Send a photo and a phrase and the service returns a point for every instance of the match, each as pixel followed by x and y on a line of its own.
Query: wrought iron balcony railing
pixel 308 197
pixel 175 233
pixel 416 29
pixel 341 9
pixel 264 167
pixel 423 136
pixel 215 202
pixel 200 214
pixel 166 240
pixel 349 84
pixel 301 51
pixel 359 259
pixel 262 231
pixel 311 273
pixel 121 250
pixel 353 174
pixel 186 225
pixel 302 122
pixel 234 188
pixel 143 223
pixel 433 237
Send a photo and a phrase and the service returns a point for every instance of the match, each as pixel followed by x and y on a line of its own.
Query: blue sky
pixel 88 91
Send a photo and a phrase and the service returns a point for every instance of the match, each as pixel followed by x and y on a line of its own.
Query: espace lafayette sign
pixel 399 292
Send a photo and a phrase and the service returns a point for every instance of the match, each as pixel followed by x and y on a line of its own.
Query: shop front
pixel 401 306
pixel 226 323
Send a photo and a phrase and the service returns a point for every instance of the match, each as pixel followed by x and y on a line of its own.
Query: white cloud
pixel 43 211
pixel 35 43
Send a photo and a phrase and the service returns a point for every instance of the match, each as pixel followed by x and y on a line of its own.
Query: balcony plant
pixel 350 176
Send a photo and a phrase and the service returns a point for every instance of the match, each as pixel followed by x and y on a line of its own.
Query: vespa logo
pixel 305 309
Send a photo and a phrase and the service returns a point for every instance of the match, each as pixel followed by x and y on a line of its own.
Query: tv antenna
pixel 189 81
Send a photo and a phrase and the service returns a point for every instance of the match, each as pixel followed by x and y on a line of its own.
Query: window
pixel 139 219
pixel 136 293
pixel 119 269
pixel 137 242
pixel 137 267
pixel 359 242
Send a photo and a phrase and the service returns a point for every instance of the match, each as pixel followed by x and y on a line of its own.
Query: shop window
********************
_GOAL_: Copy every line above word for word, with nothing changed, added, or left out.

_COMPLETED TASK_:
Send a photo and a phrase and the service returns a point for every instance of the match, each as pixel followed by x and y on a line of its own.
Query: wrought iron balcony railing
pixel 308 197
pixel 175 233
pixel 416 29
pixel 341 9
pixel 264 167
pixel 423 136
pixel 215 202
pixel 200 214
pixel 166 240
pixel 349 84
pixel 301 51
pixel 359 259
pixel 262 231
pixel 311 273
pixel 121 250
pixel 353 174
pixel 186 225
pixel 302 122
pixel 234 188
pixel 143 223
pixel 433 237
Send a photo and a phrase and the service returns a point for every instance of the match, each as pixel followed by x and y on a line of its own.
Query: blue sky
pixel 88 91
Send a photo and a phrase and the service returns a point for every instance of the match, each as pixel followed by x and y on a line of its own.
Query: espace lafayette sign
pixel 399 292
Send a photo and a phrase and the service returns a point for every instance of the match, each as pixel followed by x and y on a line of its own.
Query: shop front
pixel 401 306
pixel 226 323
Send a photo and a phrase and the service returns a point for every instance of the match, each as pixel followed by x and y on a line of its own.
Query: white cloud
pixel 43 211
pixel 35 43
Send a photo and a phrase and the service returns a point for every instance of the match, each as pixel followed by x and y on a line of its own.
Query: balcony plant
pixel 350 176
Send a photo and a phrase and the service returns a point for every instance of the match, each as pixel followed by x and y on a line of its own.
Query: vespa logo
pixel 305 309
Send a photo and a phrase and the service returns a point for every instance of the match, each as pixel followed by x and y on a line of its own.
Query: tv antenna
pixel 189 81
Send a photo and a phrase and the service returns a point for every instance of the match, each as pixel followed by x and y on a line of its own.
Query: window
pixel 139 219
pixel 136 293
pixel 119 269
pixel 137 242
pixel 137 267
pixel 359 242
Send a photo and a phrase and the service returns a point for every instance of the match, each as pixel followed by x and y on a line of its own.
Query: shop window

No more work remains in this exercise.